## BEGIN RECORDS PROVIDED
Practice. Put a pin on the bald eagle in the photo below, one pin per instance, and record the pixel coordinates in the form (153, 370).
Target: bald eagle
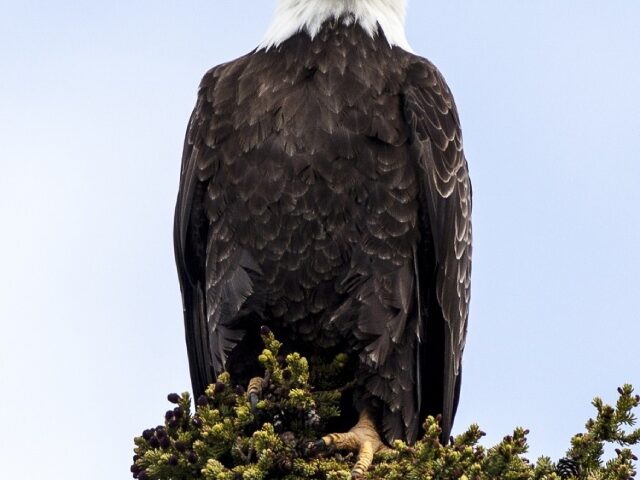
(324, 192)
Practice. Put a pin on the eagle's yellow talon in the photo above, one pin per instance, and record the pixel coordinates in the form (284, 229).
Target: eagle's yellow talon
(362, 438)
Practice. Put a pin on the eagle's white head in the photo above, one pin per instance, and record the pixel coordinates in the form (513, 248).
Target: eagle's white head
(293, 16)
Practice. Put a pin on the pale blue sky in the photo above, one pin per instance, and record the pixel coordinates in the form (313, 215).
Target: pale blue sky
(94, 99)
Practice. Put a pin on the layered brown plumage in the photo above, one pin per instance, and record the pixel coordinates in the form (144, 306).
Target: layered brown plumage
(324, 192)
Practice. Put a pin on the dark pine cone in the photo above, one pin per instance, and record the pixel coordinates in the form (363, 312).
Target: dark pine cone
(568, 468)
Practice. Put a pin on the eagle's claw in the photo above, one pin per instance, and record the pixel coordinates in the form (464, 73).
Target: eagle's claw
(362, 438)
(253, 393)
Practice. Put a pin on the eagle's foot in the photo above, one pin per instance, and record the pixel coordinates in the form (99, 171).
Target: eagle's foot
(254, 390)
(362, 438)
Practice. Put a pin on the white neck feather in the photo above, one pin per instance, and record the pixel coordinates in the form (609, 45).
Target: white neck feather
(293, 16)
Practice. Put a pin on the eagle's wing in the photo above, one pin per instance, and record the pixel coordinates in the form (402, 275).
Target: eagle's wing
(444, 254)
(190, 240)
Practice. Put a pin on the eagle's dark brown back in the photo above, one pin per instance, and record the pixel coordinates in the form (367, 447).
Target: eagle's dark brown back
(323, 188)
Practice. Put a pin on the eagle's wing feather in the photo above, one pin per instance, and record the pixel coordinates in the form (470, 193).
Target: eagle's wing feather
(190, 231)
(444, 253)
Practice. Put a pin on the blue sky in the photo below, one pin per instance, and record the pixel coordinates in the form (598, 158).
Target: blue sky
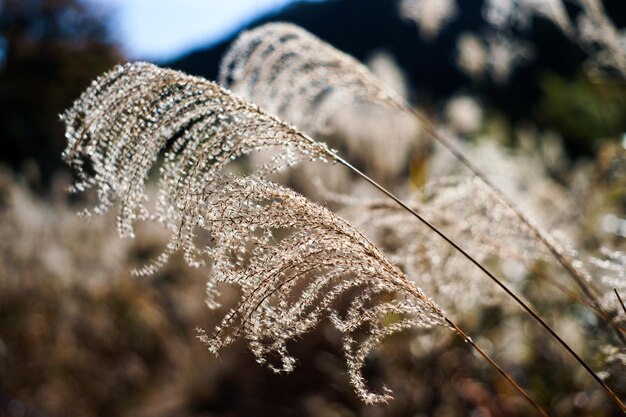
(162, 29)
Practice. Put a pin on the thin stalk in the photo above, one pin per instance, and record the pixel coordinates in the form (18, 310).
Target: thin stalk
(620, 300)
(519, 301)
(567, 265)
(485, 356)
(571, 294)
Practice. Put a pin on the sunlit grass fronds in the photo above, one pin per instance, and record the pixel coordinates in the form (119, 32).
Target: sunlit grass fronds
(293, 260)
(138, 119)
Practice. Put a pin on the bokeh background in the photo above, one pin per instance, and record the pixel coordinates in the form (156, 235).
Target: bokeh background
(80, 337)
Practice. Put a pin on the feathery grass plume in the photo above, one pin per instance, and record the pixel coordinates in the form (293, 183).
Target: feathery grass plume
(595, 32)
(291, 73)
(302, 79)
(292, 260)
(131, 115)
(116, 133)
(430, 16)
(467, 211)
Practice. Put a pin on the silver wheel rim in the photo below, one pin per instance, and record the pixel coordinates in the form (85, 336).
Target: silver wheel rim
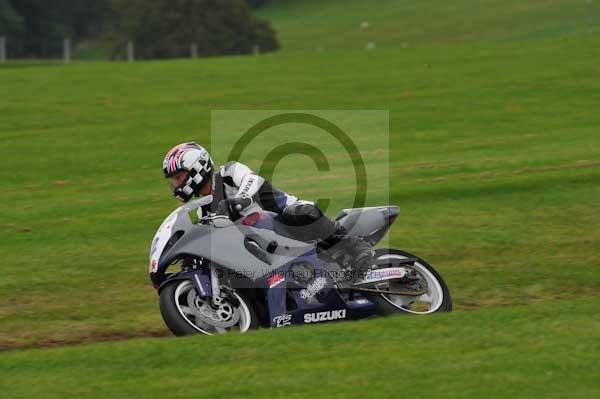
(434, 295)
(181, 294)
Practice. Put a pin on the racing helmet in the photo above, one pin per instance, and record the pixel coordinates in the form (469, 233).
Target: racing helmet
(195, 160)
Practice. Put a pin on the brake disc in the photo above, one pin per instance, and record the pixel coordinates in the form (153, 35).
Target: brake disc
(225, 315)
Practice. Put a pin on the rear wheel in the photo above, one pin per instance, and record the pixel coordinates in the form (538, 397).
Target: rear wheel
(185, 312)
(435, 299)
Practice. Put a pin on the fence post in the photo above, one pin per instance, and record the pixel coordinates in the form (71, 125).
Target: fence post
(130, 51)
(2, 49)
(66, 50)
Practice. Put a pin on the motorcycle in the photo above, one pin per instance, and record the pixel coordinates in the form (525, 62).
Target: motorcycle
(235, 276)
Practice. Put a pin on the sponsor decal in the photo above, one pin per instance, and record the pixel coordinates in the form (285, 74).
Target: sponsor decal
(282, 320)
(325, 316)
(313, 288)
(275, 280)
(385, 274)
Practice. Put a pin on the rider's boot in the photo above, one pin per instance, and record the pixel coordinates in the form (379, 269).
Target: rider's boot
(359, 250)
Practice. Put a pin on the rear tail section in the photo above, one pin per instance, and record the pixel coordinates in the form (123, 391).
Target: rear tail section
(371, 223)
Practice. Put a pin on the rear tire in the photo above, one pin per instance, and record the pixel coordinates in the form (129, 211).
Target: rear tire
(395, 304)
(181, 323)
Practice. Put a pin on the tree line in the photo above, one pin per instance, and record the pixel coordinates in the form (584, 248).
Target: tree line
(159, 28)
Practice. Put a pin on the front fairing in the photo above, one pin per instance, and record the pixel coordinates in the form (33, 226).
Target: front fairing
(180, 218)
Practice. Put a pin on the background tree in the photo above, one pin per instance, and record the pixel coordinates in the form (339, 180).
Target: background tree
(166, 28)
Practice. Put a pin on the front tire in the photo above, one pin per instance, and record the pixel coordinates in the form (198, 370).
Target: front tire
(180, 307)
(436, 299)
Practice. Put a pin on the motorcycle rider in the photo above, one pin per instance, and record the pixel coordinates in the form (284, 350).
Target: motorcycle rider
(234, 189)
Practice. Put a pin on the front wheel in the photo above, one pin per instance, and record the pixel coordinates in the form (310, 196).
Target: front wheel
(185, 312)
(435, 299)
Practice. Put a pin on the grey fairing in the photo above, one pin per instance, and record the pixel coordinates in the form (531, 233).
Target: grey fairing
(225, 247)
(370, 224)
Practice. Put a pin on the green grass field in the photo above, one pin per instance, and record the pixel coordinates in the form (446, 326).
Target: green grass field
(494, 160)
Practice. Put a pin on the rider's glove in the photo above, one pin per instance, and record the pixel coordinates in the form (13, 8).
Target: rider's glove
(233, 206)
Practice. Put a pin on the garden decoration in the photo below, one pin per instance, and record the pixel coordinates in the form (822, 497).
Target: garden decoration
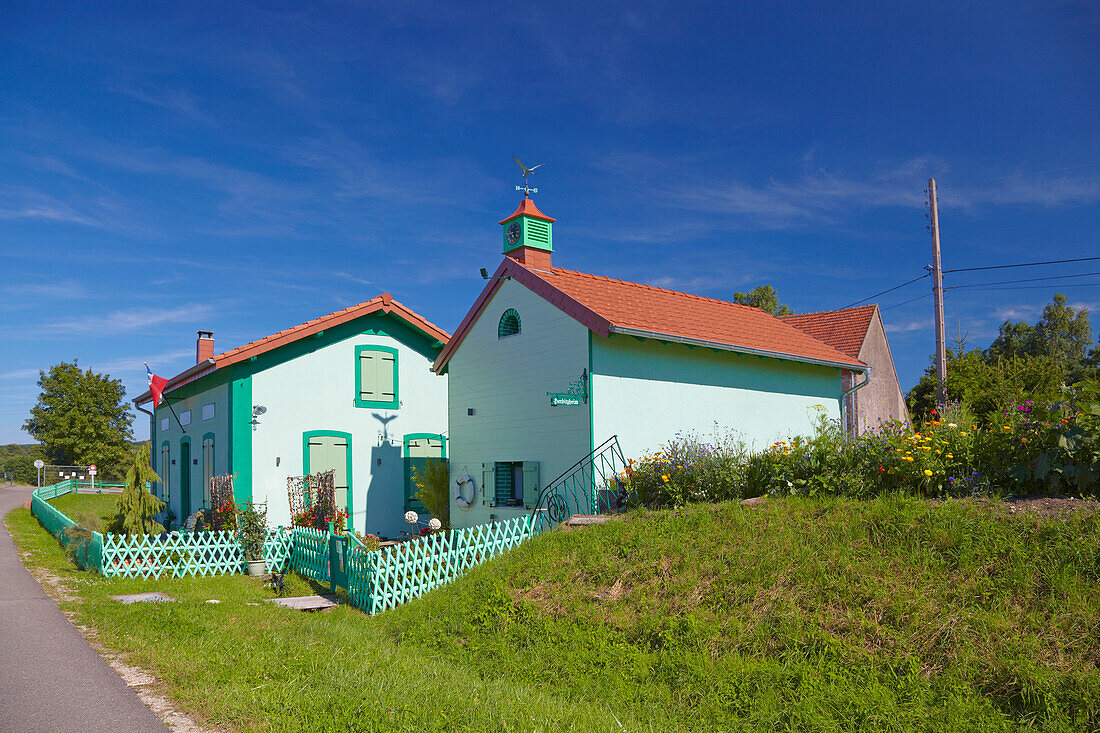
(312, 500)
(252, 534)
(221, 490)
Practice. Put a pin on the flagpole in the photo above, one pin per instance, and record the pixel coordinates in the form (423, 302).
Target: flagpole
(163, 398)
(176, 416)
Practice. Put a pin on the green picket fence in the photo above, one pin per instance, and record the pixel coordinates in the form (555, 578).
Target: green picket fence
(376, 580)
(187, 554)
(309, 555)
(384, 579)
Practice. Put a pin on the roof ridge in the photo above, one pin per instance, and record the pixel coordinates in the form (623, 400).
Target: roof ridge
(298, 326)
(653, 287)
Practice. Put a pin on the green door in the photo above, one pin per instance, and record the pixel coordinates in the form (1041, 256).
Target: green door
(331, 451)
(418, 448)
(185, 479)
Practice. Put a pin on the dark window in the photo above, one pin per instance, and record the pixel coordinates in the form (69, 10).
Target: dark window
(509, 324)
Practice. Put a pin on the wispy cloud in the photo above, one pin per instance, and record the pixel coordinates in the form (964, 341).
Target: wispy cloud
(917, 325)
(820, 195)
(174, 100)
(129, 320)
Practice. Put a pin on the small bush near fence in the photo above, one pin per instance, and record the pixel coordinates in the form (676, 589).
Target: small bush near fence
(1026, 449)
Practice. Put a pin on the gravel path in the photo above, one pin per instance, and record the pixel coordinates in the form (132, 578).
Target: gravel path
(50, 678)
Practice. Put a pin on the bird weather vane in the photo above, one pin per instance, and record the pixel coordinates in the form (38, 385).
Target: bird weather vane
(527, 172)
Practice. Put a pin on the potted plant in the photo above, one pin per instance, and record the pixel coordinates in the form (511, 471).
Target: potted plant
(252, 534)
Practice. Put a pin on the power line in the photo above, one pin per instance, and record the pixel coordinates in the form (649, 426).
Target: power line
(895, 287)
(1022, 264)
(1032, 287)
(898, 305)
(1024, 280)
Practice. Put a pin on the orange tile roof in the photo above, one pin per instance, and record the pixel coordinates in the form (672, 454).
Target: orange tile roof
(382, 303)
(844, 329)
(606, 305)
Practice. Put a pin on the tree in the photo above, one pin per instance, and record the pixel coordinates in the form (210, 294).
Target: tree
## END RECORDS PROVIDED
Begin at the line containing "Practice. Put a pin on the gravel" and reproduce each line through the end of the records above.

SOLUTION TO THIS TASK =
Practice. Put a pin on the gravel path in the photo above, one pin per instance, and record the pixel coordinates in the form (132, 578).
Target: gravel path
(50, 678)
Practice. Put a pin on the bird weather vane in the photo above, one pin per instance, and record the pixel coordinates in the form (38, 385).
Target: bird weather vane
(527, 172)
Practice. Put a pin on the potted plant in the photo above, one pin per instance, and record the pixel coordinates in the form (511, 471).
Target: potted plant
(252, 534)
Practice. Put a pin on the power line in the photo above, one pin per instance, and record the pixel coordinates in the form (649, 426).
Target: power line
(895, 287)
(1022, 264)
(1032, 287)
(898, 305)
(1024, 280)
Practice. Put a pin on the orange tile roof in the photo above, one pin per instance, and record the pixel coordinates in the form (672, 454).
Target: orange tile roof
(382, 303)
(844, 329)
(606, 305)
Practice. Put a pin on the tree in the photo above, one pin per instance, and record the pixel coordinates in the form (210, 294).
Target: tree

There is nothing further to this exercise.